> [TASKS TO CARRY OUT]:
1. In the article on the school trustee candidates forum, since what year has Christian Stapff been working as a teacher in the Gold River school district?
2. Continue the article on the school trustee candidates forum from its last sentence.

> [SOURCE EXTRACT]:
---+---

Highlights: School trustee candidates on staffing, budget, and school experience

CAMPBELL RIVER, B.C – School trustee candidates came together for a forum on Friday and besides questions posed by the District Parental Advisory Council (DPAC), they also answered questions from residents. Here are the questions:

  • What is your position on staffing shortfalls, and building and school closures with respect to having a balanced budget?
  • What is your experience in the public school systems in B.C.?

Candidates had a minute to answer the question, if they chose to answer. The following are the highlights of their answers.

  • What is your position on staffing shortfalls, and building and school closures with respect to having a balanced budget?

Linda Jay

When I was on the board in 2011-2014, the hardest decisions that we had to make was where to cut budget because what that means is it’s people’s jobs, and it’s programs and it’s the things that – there’s so much good work that is being done in the district and it just makes you cry to think that you have actually to curtail a budget. So these are really difficult decisions, again, it makes so much sense for the DPAC, for the parents to come forward and say “where are the priorities? What is it that’s really really valuable?” And then the trustees, they’re able to make good, guided decisions.

Christian Stapff

Well, as a teacher, I’ve been working in the Gold River school district since 2011 and when the Supreme Court decision came down and the result meant that the government was forced to re-populate some of the vacant teaching positions that they had taken out – now they’re in a position, I think the trustees are angry and the superintendents are angry because they’re having to find a way to staff the positions for which there are no teachers right now. That problem isn’t going to go away anytime soon, unless you recruit from Australia or New Zealand or elsewhere and you provide a way for people to come over and do their job. There’s still a shortage: I can tell you in my district, there’s an acute shortage. We don’t have very many TOCs, we still have one or two positions unfilled, and I believe it’s the same in some of the other districts as well.

Daryl Hagen

I’m not sure if you’re aware that over the last, I would say 14 years, we dropped from 8, 000 students down to 5, 000 – that’s 3, 000 students shorter in our district. We have managed to slowly integrate and reduce our schools. We’ve actually moved kids around, we’ve changed the grade configuration, all to reduce the impact on kids and the classroom. That’s been this board’s focus, but can you imagine trying to find 3, 000 people? I mean, 3, 000 students have been lost. It’s a big job. But we have one of the best relations ever in the district and as long as we can continue to support education and be positive, we’re gonna do well. And we’re starting to grow again! I’m an optimist. We’re gonna make it. Support staff are something that we can lobby for provincially.

---+---

> [INFORMATION PROVIDED]:
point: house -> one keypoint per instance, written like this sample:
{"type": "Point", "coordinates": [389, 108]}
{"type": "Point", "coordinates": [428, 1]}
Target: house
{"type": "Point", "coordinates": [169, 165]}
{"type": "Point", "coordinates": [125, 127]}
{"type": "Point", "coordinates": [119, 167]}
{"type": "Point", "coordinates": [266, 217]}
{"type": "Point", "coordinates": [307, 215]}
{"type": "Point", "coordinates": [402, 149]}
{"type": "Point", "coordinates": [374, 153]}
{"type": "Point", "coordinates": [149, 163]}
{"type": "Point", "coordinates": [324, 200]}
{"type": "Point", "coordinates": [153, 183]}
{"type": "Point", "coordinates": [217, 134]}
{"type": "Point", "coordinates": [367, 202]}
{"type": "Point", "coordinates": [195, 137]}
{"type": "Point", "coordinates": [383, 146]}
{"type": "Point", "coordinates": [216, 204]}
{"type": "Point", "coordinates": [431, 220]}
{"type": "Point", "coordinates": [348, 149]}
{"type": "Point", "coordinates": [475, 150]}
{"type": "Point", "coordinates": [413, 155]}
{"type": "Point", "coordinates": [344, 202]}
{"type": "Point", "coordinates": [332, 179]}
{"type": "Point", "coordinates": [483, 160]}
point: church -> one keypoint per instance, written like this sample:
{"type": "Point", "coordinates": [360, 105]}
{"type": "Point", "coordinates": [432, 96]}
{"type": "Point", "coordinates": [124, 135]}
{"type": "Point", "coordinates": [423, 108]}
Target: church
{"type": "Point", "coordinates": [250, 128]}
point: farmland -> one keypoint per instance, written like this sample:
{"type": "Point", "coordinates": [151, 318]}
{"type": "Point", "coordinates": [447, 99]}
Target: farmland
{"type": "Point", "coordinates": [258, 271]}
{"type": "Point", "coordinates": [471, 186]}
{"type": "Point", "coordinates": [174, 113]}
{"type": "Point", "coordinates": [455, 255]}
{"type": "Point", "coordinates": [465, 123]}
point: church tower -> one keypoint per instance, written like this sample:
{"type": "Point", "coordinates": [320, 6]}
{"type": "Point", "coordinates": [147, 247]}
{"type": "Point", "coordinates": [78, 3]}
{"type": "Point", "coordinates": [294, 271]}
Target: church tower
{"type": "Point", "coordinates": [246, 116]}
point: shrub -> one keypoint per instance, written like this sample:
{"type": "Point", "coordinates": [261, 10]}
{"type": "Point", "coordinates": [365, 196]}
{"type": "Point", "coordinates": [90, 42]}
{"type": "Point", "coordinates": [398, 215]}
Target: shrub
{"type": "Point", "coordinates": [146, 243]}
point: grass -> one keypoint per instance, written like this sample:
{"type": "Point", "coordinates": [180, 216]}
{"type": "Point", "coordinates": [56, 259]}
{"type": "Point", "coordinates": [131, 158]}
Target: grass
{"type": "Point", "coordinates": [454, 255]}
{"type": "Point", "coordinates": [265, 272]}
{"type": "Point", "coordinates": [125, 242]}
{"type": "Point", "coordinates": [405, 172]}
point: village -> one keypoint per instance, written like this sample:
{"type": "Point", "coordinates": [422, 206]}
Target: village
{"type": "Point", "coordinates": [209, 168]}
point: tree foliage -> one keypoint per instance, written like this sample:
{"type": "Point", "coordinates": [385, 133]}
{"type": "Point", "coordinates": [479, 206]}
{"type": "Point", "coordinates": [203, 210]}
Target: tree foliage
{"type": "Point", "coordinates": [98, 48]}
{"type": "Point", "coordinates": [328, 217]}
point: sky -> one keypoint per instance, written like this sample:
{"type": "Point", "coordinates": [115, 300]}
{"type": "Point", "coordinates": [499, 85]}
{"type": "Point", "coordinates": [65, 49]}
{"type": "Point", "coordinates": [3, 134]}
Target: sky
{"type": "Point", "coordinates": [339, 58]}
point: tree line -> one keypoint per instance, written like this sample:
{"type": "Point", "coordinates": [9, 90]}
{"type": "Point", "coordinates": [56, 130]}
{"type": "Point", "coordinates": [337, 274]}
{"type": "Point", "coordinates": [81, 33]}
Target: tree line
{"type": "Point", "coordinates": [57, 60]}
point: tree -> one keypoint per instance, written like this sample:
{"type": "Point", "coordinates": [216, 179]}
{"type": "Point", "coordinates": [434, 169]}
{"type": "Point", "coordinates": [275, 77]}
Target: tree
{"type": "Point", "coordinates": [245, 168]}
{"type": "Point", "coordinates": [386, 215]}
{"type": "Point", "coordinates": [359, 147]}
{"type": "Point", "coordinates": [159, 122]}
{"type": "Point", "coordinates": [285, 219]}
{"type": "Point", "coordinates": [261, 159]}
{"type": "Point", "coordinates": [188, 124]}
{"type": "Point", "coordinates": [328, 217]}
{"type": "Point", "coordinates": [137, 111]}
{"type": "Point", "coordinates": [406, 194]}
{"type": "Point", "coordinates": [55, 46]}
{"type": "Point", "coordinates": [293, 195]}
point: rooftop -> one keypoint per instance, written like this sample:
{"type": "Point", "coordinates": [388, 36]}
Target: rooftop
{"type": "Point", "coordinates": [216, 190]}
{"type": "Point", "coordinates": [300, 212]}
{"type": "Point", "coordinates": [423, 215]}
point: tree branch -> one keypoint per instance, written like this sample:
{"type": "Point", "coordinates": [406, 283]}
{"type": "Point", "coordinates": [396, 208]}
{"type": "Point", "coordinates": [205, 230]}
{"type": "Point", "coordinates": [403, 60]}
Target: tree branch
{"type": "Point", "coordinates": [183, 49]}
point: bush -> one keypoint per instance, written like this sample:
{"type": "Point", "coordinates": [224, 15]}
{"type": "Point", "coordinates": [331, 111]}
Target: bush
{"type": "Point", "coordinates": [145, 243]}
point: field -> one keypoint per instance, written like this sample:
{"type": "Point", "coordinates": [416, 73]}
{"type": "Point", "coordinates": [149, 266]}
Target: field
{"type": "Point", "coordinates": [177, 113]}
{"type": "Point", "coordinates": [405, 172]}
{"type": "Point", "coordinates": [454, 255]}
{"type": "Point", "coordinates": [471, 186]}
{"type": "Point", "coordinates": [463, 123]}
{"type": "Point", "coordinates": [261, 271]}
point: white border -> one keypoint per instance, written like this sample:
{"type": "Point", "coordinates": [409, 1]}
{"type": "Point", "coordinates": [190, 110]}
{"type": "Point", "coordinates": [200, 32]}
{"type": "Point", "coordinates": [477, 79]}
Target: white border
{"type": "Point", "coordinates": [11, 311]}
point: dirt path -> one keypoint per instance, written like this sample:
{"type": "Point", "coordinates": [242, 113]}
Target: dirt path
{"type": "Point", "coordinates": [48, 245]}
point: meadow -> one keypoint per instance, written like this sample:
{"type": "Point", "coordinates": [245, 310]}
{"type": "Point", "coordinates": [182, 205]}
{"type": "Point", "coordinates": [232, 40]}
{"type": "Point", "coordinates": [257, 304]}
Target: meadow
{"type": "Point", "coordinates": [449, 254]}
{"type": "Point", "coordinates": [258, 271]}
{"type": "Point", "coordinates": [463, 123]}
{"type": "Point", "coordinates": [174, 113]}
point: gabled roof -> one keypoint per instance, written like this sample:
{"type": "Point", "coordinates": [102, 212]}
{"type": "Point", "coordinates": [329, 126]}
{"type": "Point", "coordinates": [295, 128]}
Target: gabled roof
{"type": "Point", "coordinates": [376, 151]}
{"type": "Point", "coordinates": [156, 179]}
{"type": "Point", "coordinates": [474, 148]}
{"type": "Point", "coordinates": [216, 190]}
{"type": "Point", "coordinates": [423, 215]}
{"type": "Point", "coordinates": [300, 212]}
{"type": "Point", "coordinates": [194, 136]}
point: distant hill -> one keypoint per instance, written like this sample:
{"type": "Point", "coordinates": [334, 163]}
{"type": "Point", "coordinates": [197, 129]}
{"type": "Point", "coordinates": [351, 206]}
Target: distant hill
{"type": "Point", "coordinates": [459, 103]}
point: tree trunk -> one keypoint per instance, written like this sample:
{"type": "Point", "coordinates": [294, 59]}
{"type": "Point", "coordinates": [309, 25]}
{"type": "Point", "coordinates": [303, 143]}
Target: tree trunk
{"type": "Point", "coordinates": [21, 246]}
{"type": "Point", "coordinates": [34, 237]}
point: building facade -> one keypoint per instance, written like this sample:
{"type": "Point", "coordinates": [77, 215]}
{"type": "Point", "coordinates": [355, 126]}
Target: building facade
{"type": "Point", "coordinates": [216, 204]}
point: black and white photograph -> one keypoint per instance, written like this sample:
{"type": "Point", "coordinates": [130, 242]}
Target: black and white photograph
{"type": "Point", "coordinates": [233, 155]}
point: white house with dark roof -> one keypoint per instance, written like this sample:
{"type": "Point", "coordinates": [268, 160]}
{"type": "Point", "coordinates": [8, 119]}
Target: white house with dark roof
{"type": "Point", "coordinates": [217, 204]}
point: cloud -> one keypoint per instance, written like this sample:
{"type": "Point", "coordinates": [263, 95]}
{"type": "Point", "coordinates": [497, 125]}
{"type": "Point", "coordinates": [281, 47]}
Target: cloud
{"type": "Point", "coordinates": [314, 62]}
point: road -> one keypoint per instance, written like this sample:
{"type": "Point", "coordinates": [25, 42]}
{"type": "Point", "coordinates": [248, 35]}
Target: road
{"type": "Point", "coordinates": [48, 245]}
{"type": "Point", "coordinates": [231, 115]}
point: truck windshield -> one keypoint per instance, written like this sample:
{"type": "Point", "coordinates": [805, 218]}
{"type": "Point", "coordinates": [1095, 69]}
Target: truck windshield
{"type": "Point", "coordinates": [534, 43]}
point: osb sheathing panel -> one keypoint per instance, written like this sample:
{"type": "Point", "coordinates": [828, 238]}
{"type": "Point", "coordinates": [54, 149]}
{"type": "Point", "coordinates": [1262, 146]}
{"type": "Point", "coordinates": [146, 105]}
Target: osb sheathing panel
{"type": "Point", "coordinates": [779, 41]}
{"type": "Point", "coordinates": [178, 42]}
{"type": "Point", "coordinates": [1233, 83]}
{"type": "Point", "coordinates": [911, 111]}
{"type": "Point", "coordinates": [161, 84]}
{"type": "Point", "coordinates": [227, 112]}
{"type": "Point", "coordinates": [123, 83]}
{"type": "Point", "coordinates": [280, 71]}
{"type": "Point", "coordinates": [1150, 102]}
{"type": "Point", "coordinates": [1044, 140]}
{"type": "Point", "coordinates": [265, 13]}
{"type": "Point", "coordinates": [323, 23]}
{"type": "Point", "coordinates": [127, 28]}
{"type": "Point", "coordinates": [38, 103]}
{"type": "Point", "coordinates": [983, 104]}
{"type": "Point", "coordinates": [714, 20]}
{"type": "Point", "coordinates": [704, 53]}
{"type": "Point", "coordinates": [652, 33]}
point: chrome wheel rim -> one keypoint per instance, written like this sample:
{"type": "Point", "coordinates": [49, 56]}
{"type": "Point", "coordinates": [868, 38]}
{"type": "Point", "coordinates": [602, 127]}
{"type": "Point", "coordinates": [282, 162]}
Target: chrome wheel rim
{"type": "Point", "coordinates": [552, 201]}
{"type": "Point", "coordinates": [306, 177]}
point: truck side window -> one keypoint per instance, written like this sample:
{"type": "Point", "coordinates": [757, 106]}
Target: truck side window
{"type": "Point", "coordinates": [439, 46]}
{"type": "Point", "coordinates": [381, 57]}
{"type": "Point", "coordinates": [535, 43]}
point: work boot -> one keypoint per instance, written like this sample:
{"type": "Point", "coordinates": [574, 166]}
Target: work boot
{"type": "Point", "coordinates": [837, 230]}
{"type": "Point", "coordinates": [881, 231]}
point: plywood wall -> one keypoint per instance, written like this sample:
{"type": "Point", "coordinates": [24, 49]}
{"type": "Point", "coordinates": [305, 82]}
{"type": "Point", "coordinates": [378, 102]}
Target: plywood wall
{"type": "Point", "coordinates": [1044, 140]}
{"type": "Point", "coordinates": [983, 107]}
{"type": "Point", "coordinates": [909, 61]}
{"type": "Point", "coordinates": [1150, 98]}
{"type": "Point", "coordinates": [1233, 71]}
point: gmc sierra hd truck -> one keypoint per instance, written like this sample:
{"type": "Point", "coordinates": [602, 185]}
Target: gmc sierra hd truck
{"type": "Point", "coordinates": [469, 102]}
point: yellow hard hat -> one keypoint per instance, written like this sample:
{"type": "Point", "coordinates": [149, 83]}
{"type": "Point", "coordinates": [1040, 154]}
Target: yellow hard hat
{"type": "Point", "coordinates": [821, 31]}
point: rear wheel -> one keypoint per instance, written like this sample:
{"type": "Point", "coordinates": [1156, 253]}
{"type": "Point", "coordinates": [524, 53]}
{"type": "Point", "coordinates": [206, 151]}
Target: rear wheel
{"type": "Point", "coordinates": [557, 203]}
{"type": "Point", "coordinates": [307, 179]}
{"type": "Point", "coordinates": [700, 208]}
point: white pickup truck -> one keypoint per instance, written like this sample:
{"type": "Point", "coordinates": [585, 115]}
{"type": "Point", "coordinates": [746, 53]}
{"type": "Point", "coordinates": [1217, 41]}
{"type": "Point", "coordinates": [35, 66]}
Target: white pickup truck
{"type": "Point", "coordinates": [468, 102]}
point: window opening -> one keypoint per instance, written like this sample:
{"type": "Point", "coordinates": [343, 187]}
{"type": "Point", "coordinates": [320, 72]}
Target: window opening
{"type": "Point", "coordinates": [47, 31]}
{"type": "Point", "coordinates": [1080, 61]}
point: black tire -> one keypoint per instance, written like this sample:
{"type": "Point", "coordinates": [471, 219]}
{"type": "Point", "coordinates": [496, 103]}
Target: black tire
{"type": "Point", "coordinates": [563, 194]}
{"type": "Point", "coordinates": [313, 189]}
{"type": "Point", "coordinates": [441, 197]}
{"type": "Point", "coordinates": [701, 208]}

---+---

> [RESULTS IN ORDER]:
1. Since 2011.

2.
John Kerr

We’ve been very fortunate in this district that we don’t have to deal with staffing shortages because this is the district that people want to come to. But as far as closing schools goes, probably the hardest decision I’ve had to make as a trustee in the last four years, because I believe in community schools, was having to close two schools. But the reality was, each of those schools was costing pretty close to half a million dollars. Two schools were costing $900, 000 more than they were generating. We already have a structural deficit to provide services – that would’ve doubled the structural deficit if we kept those two schools open. It was a hard decision to make, it was hard for the people of Oyster River, it was hard for the people of Discovery Passage, but it was something that had to be done because the other students – all the students in other schools in the district were subsidizing those students for their small class sizes. So, a difficult decision, but sometimes you have to make the hard calls. That’s what they pay us the big bucks for.

Richard Franklin

As John said, we’re very fortunate in School District 72 to have a very professional human resources department. We go all the way to Quebec to get our teachers for French immersion, and we do very well in terms of staffing. In terms of funding though, the present government isn’t putting any more money into education than the last one except for what was demanded by the Supreme Court. One of the roles of the school trustees is to go after these governments, to explain that we need more money for special needs kids. In terms of Truth and Reconciliation, when you look at the Call to Action – it makes it very clear, that there’s a responsibility from the federal and the provincial government to put that money in to help us with that process of truth and reconciliation.

Ted Foster

Just a short response on finances… the school district, as with a household, we have to balance the revenue with expenses. In the case of the school board, if we don’t do that, the government could fire us, they’ve done it elsewhere. We’re required to put in a balanced budget and if we run a deficit, we have to make that up as one of the reasons we carry a bit of a surplus. But it’s a very challenging thing to do that. Because in every iteration of the revenue we get from the province is based on enrollment. As trustee Hagen mentioned, we used to have 8, 000 students, now we’re at  5, 000. Now this means 5/8ths of the revenue we used to have, we still have a lot of overhead expenses out there. I think the entire board, the entire community, would love to have things different.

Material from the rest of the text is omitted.